• **Required task 1**: How many lines in the rows below contain the word "peak"? Report only the number.

• **Text**:
-- BEGIN --
This is already a pretty trendy philosophy in 2019. Organizing consultant Marie Kondo taught us how to tidy up and say goodbye to things that no longer spark joy in our lives. However, Caylor’s focus is directed on clothing consumption, sustainability and the circular economy surrounding it. Caylor is the cofounder of For Days, an 100% organic T-shirt line designed to empower customers.
“THIS IS NOT A T-SHIRT” is written in all caps on the landing page of the For Days website. Rather, it’s part of a lifetime membership-based model that aims to eliminate landfill waste. I got the chance to chat with Caylor about how she is changing the fashion conversation from the top down, the power that a closed loop system has on clothing and how consumers are fully empowered to accumulate impact over closet clutter.
Deborah Sweeney: Did you have a fashion background prior to cofounding For Days?
Kristy Caylor: I’ve been in the industry for close to 15 years and having both an engineering and creative background, have always approached the industry holistically. After business school, I went to the Gap brands, where I launched and grew various businesses in the United States and Asia markets. While I was living in Japan, I spent time in our factories and was deeply impacted by the magnitude of our production. We were just making so much stuff. The social and environmental repercussions were clear and I couldn’t believe how disconnected I was. I felt strongly that if I had this reaction, in time, customers would as well.
When I came back from Japan I took over Product (RED) for Gap to try and do more with my skill set. (RED) was really the first of its kind: a product-driven, mission-oriented business. What struck me was that we were making millions of T-shirts in China to help the cause of AIDs in Africa, and I thought ‘Why aren’t we making all of our T-shirts in Africa to help Africa?’ From that point forward, I was convinced that we should question the status quo and move our industry forward more rapidly than we were. I left Gap and cofounded the luxury brand Maiyet in 2010. At that time, fashion and positive impact were in perceived opposition. I felt we needed to change that conversation from the top down and the most effective approach would be to compete at the highest levels of aesthetics. We set up a global artisan supply chain in 14 different communities throughout the world and sold to luxury department stores like Barneys, Neiman Marcus and Saks Fifth Avenue.
The integration of message, product, and experience resonated and we succeeded in setting a new tone in fashion. However, the dependency on the wholesale model was difficult, especially for such a small brand. With markdowns and returns, I was still making too much stuff. I was convinced that we needed a new model, something bigger with industry-wide implications. Something that empowered customers to change their relationship to their stuff. A model that aligned profit and sustainability incentives. At the highest level, For Days was my reaction to the question ‘What does the future of commerce look like?’ I set out to build it with Mary Saunders. She is my cofounder and longtime co-conspirator. She was on my first team at Banana Republic and then joined Maiyet after getting her MBA at Harvard Business School. She’s a brilliant operator and we are both deeply committed to changing the world.
Sweeney: What is the mission of For Days?
-- END --
• **Supplied entries**:
-- BEGIN --
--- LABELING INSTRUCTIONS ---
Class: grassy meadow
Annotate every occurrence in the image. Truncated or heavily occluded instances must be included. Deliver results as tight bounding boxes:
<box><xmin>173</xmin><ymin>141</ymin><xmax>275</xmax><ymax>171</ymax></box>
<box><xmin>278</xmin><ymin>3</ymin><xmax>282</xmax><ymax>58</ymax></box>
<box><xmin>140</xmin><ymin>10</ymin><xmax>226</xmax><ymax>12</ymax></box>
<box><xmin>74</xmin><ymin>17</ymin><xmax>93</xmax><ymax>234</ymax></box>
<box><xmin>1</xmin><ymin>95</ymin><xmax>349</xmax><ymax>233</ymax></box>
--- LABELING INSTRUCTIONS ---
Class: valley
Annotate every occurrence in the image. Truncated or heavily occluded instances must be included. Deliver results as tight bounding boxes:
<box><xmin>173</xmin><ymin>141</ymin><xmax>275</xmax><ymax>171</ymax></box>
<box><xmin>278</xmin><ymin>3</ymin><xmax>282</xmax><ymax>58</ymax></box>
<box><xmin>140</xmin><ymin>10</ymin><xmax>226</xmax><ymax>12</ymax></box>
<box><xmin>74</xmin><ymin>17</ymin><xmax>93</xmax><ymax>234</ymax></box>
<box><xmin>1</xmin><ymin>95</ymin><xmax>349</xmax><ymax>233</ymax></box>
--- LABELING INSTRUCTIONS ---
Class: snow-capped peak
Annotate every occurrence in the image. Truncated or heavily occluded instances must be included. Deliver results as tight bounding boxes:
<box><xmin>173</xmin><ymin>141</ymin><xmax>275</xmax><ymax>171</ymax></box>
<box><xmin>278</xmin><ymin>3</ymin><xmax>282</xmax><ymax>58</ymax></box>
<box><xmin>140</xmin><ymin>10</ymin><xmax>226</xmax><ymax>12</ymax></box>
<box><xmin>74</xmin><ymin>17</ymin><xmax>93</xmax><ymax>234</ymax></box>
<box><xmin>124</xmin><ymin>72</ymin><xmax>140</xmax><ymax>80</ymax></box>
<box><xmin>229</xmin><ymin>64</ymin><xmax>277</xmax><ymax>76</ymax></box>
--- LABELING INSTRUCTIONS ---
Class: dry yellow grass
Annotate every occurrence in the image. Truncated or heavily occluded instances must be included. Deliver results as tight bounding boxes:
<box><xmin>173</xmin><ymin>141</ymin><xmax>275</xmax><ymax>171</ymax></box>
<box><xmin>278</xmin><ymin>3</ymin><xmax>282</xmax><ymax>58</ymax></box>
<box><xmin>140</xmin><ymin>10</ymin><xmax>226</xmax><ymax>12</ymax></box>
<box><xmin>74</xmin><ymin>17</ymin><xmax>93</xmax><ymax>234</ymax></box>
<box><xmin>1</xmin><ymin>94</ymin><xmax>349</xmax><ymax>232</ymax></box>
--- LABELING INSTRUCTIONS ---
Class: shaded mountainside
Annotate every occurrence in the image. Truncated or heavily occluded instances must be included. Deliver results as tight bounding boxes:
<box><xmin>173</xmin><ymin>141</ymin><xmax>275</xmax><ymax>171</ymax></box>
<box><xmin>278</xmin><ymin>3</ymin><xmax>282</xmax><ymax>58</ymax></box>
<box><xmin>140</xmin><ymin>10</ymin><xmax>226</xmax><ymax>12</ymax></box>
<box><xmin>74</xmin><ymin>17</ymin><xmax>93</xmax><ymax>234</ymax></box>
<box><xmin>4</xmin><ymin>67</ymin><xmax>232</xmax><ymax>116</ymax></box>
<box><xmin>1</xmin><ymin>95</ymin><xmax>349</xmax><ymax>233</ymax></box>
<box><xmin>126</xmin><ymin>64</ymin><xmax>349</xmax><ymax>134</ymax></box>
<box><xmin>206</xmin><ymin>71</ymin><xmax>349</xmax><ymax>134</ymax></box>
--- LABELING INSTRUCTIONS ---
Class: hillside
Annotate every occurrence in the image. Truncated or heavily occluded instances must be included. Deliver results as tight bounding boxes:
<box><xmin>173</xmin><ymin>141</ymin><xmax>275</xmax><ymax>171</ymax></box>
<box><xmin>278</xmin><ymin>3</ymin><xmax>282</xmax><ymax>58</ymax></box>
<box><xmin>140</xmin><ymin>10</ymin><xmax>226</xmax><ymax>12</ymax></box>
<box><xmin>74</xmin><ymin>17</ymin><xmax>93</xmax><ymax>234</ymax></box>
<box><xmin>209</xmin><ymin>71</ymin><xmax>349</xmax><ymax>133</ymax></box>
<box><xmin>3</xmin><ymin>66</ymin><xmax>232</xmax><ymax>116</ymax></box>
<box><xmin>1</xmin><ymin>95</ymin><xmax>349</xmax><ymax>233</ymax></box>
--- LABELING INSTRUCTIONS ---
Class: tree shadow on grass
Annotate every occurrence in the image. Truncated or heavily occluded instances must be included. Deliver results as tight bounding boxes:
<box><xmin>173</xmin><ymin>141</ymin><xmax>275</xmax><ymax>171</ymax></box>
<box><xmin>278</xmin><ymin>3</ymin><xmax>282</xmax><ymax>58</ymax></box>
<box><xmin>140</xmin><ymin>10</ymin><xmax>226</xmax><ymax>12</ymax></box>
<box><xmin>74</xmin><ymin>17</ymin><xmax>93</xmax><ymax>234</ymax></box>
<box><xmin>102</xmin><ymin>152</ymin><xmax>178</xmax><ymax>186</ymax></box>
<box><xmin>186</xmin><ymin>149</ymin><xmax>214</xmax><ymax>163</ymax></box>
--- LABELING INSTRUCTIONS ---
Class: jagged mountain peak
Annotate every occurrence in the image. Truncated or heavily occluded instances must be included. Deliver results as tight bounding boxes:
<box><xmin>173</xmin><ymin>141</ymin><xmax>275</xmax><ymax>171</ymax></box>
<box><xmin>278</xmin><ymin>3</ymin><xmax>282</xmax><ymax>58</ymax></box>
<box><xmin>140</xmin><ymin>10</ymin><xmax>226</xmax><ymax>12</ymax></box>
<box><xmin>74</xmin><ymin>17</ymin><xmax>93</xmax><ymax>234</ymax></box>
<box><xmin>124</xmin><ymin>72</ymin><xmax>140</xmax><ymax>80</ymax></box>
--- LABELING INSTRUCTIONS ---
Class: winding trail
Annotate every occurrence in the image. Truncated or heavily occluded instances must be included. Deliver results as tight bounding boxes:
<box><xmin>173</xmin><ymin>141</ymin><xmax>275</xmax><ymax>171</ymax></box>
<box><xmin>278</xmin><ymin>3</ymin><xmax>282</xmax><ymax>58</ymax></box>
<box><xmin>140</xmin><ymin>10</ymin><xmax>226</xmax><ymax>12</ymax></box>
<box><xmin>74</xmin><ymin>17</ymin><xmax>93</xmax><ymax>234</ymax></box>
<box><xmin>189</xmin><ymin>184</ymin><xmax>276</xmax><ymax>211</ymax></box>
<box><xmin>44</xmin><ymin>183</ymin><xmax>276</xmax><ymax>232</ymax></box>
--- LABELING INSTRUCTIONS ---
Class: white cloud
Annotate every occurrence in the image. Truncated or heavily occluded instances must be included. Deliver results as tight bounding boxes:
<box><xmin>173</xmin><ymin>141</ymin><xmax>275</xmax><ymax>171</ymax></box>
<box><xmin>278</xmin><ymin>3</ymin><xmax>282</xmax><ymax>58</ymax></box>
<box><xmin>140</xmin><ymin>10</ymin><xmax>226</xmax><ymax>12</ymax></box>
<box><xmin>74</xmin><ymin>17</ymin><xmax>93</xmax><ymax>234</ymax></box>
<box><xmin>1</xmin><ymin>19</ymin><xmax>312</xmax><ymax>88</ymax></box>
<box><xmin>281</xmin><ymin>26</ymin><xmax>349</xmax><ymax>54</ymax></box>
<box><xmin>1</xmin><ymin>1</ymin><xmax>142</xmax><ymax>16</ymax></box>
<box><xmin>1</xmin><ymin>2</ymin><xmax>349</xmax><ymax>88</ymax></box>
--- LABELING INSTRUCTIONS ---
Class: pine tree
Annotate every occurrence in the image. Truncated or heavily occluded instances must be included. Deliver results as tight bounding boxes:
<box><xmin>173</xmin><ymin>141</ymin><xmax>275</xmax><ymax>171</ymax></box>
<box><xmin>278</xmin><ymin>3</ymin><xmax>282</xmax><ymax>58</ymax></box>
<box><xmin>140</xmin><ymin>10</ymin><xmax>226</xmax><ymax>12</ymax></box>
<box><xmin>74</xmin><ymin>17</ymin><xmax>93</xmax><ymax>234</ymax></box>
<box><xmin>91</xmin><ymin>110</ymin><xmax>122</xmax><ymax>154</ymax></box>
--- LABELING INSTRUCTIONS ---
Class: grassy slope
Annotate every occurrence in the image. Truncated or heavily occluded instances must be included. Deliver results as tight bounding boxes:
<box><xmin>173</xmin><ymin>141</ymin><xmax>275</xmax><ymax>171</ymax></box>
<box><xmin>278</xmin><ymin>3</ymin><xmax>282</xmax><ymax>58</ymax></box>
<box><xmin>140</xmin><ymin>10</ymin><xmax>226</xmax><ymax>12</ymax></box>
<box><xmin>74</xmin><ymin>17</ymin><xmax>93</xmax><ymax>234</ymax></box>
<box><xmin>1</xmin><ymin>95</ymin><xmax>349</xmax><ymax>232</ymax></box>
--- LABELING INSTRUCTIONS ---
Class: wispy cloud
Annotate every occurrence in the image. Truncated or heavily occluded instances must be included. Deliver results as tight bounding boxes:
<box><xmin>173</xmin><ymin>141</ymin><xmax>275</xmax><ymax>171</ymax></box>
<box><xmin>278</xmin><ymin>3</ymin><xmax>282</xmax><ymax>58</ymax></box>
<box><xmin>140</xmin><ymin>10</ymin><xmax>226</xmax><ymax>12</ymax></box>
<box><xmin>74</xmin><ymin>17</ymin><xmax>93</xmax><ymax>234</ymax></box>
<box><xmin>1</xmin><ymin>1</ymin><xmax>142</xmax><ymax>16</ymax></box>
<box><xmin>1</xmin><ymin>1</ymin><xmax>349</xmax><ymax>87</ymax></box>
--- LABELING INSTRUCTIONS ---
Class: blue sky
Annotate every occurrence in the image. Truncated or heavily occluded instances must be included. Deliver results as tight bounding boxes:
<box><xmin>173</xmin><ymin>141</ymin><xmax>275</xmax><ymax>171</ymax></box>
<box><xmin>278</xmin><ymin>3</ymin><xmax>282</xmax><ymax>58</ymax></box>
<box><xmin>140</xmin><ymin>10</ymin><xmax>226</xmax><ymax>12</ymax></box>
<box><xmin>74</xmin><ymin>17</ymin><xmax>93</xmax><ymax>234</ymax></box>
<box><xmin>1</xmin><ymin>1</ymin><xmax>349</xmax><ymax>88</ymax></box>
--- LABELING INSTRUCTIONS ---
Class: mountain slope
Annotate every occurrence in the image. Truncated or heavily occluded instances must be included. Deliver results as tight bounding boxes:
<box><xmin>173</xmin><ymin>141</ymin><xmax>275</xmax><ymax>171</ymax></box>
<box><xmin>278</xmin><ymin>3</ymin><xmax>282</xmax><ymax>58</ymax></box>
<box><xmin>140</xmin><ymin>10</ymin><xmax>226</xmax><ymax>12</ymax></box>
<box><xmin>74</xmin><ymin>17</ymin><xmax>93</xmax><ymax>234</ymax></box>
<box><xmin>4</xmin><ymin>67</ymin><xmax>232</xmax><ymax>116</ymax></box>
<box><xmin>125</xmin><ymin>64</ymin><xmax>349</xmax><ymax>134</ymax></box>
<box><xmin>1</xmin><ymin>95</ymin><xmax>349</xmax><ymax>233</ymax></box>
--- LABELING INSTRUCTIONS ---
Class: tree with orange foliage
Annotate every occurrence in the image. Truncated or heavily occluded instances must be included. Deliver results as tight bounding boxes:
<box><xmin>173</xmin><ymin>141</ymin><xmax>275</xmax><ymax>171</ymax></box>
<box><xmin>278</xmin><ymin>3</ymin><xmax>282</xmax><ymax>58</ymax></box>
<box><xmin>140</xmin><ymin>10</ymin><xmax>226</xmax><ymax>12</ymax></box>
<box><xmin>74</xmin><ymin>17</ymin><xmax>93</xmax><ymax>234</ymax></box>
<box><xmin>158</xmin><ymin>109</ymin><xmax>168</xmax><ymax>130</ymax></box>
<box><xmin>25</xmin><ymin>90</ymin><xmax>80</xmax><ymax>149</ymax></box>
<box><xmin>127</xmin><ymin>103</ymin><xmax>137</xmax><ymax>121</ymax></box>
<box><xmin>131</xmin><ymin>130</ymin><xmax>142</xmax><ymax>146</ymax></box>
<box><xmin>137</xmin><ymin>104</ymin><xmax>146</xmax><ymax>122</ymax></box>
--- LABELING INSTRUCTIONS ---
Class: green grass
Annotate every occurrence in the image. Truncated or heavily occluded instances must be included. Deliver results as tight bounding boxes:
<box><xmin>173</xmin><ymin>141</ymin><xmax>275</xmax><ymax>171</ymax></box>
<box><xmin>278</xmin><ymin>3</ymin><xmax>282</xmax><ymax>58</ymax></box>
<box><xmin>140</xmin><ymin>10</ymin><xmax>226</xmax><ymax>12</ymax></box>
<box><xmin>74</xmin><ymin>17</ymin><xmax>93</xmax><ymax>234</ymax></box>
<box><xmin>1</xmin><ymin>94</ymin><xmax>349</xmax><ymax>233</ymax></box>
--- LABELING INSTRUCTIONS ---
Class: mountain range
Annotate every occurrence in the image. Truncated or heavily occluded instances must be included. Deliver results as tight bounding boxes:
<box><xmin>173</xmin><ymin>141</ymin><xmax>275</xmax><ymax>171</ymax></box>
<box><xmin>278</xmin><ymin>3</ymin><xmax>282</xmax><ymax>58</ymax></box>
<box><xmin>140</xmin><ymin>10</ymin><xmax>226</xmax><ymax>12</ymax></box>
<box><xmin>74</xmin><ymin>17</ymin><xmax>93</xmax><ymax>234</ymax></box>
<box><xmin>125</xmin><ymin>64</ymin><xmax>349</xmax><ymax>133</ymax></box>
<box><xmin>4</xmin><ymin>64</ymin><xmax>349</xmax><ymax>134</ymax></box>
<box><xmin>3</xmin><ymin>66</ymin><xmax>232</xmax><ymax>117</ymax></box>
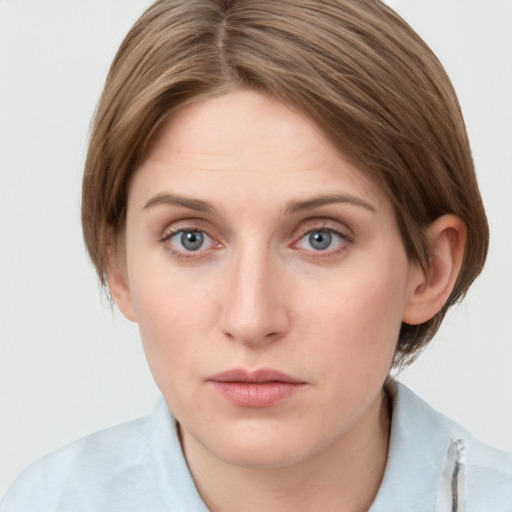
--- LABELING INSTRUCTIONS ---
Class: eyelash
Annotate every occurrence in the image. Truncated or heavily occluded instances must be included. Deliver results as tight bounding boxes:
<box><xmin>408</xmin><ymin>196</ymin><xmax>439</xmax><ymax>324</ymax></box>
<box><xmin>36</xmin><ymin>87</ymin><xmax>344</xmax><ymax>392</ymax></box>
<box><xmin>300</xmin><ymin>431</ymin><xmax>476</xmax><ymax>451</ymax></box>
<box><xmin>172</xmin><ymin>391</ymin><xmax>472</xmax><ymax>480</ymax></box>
<box><xmin>160</xmin><ymin>224</ymin><xmax>353</xmax><ymax>260</ymax></box>
<box><xmin>160</xmin><ymin>227</ymin><xmax>223</xmax><ymax>260</ymax></box>
<box><xmin>292</xmin><ymin>224</ymin><xmax>353</xmax><ymax>260</ymax></box>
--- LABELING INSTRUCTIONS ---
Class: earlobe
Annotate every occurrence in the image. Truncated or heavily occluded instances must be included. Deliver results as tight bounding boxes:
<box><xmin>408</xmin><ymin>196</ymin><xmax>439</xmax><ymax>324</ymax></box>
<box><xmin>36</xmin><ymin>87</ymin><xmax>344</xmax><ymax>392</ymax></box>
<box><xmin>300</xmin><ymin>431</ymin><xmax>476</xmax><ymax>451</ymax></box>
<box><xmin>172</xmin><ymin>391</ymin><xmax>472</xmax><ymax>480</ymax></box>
<box><xmin>107</xmin><ymin>234</ymin><xmax>137</xmax><ymax>322</ymax></box>
<box><xmin>402</xmin><ymin>214</ymin><xmax>466</xmax><ymax>325</ymax></box>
-- END --
• **Required task 2**: From the interview text above, extract the passage running from "This is already" to "to empower customers.", copied word for word.

• **Solution 1**: 2

• **Solution 2**:
This is already a pretty trendy philosophy in 2019. Organizing consultant Marie Kondo taught us how to tidy up and say goodbye to things that no longer spark joy in our lives. However, Caylor’s focus is directed on clothing consumption, sustainability and the circular economy surrounding it. Caylor is the cofounder of For Days, an 100% organic T-shirt line designed to empower customers.